**EXERCISE REQUIREMENTS**
Reproduce all of the material word for word.

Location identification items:
___

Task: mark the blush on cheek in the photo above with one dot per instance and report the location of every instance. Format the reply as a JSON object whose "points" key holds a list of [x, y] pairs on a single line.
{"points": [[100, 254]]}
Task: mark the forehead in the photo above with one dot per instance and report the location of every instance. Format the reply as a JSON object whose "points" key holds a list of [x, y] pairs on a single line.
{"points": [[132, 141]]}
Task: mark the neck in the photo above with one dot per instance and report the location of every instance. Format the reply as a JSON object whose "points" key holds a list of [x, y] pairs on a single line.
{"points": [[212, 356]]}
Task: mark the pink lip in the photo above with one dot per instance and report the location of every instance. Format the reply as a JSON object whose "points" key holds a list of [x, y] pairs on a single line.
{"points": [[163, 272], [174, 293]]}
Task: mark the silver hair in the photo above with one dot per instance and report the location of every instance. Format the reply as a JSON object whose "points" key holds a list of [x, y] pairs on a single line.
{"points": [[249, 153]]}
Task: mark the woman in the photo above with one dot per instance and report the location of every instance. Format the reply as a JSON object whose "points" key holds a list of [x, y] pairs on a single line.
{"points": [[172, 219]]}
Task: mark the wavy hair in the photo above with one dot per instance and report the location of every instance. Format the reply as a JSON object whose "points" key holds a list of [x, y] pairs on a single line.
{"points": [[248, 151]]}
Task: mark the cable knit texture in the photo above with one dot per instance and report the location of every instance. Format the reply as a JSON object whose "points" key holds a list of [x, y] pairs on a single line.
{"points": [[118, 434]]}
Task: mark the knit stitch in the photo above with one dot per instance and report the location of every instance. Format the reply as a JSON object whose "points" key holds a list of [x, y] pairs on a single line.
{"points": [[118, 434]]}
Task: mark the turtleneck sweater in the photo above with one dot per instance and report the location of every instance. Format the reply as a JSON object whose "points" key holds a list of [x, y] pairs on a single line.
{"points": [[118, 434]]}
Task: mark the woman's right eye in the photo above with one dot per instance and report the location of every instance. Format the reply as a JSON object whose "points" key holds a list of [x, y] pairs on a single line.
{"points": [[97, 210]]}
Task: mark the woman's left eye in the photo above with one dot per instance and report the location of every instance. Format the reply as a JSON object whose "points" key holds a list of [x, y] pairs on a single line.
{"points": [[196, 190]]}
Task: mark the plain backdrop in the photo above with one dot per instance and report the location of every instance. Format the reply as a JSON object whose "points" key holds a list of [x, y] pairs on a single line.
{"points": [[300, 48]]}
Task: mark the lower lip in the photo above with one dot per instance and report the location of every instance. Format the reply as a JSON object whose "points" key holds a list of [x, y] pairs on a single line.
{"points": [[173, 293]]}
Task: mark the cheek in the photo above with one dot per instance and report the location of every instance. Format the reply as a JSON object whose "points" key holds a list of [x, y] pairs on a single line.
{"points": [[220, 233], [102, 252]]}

___

**OUTPUT**
Task: mark the blush on cheek in the photo above with one dot per instance and report the location of every instance. Format the reply as a JSON object whose "points" key holds a list of [x, y] pairs on a single line.
{"points": [[100, 254]]}
Task: mark the forehead in the photo above with one dot per instance and report the location of every instance. Format the reply as a JSON object whose "points" key holds a list of [x, y] pairs on a single line.
{"points": [[132, 141]]}
Task: mark the neck in the photo above with one dot per instance and report the location of every instance. Format the reply as a JSON object whose "points" key holds a list of [x, y] pairs on a single line.
{"points": [[212, 356]]}
Task: mark the pink lip in the photo above with one dot per instance and report the location of every instance. Format the reply as a JSON object whose "points" key holds a list of [x, y] pairs on a single line.
{"points": [[163, 272], [174, 293]]}
Task: mark the silver hair in the photo above with one dot per instance and report the location of every instance. Format the reply as a JSON object whose "points" key holds a list of [x, y] pairs on a single line.
{"points": [[249, 153]]}
Task: mark the woman in the photo above with one dot per instance and report the location of every instance. Format the reply as a JSON object whose "points" key holds a list of [x, y] pairs on a single line.
{"points": [[172, 219]]}
Task: mark the wavy hair in the photo above with one dot per instance and report the location of every instance. Format the reply as a JSON object whose "points" key holds a list of [x, y] pairs on a single line.
{"points": [[248, 151]]}
Task: mark the cable knit texture in the photo above with one dot per instance and report the location of every instance. Format the reply as a JSON object whose "points" key holds a list of [x, y] pairs on a single line.
{"points": [[118, 434]]}
Task: mark the knit stitch in the photo above with one dot per instance and report the location of every instance. Format the reply as a JSON object whose "points" key holds a list of [x, y] pairs on a single line.
{"points": [[118, 434]]}
Task: mark the turtleneck sweater in the photo above with one dot per instance and report the location of every instance. Format the reply as a JSON object whose "points" key holds a list of [x, y] pairs on a single line.
{"points": [[118, 434]]}
Task: mark the woman's right eye in the photo above with one dot per instance and report the location of every instance. Format the reply as a JSON object whose "points" key holds a list of [x, y] pairs on a single line.
{"points": [[97, 210]]}
Task: mark the woman's left eye in the photo above with one dot per instance and report the location of every instance. Format the reply as a JSON object whose "points" key holds a list of [x, y] pairs on a single line.
{"points": [[196, 190]]}
Task: mark the plain backdrop in the photo above with one dot per instance and report the location of every instance. Format the reply as a JSON object whose "points" key holds a list of [x, y] pairs on a single line.
{"points": [[300, 48]]}
Task: mark the lower lip in the photo above with one dot per instance and report the location of every instance. Format the reply as a JSON object whose "points" key holds a list of [x, y] pairs on a single line.
{"points": [[173, 293]]}
Task: mark the cheek in the photo above with one dot per instance and report the location of every instance. Format the reply as a JSON object whose "points" key holds a list of [x, y] pairs on a single line.
{"points": [[220, 233], [102, 252]]}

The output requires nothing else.